• _PROBLEM TO WORK ON_:
Word for word, print each record, dropping any image it holds.

• _Stored data entries_:
Segment Open

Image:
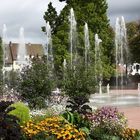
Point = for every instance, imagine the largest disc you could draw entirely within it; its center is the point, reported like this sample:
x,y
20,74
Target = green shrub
x,y
9,126
21,111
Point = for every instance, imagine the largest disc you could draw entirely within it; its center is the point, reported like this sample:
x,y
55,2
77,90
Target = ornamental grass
x,y
53,126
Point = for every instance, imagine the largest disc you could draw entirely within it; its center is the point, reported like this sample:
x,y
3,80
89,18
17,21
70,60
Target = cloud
x,y
130,9
29,14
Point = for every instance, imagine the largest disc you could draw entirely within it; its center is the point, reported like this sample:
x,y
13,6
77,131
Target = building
x,y
11,54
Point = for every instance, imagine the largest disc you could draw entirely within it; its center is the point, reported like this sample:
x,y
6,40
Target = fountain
x,y
121,51
48,48
108,89
98,62
4,47
73,37
87,45
117,97
21,51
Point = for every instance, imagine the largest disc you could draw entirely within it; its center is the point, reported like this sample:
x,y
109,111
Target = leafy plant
x,y
36,83
9,126
131,134
53,126
78,104
109,121
21,111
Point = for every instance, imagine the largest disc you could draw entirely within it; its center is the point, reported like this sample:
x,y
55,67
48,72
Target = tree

Segment Closed

• _EXERCISE SOLUTION_:
Image:
Point = for every instance, imagine the largest disc you could draw entirely within it; its center is the point, reported like this sample:
x,y
20,74
Target = green shrub
x,y
9,126
21,111
Point = for every instance, imagine the largest disc you could draw entirely within it; its center is the point, reported like this sample:
x,y
55,2
77,90
Target = ornamental grass
x,y
53,126
Point = for every instance, imagine the largest disc you could draw entirely within it; its center is the point, reported like this sample:
x,y
3,80
89,18
17,21
70,60
Target = cloud
x,y
130,9
29,14
Point = for every instance, imagine the largest disc you could draw entirely within it; its center is the point, reported like this sample:
x,y
13,6
77,131
Target = building
x,y
11,54
Point = for every instance, imagine the largest disc you could draw entirely within it; its center is the point, reported like this sample:
x,y
6,40
Target = fountain
x,y
121,51
48,48
108,89
98,62
4,47
73,37
87,45
117,97
21,51
Point = for every instance, imagine the largest disc you could draw entirely within it; its center is the point, reported like this sample:
x,y
109,111
Target = leafy plant
x,y
36,83
9,126
131,134
53,126
78,104
109,121
21,111
Point = for every instance, imagine the largest disc you could draw entirely within it; its center is the point, reported like this sample:
x,y
55,67
48,72
Target = tree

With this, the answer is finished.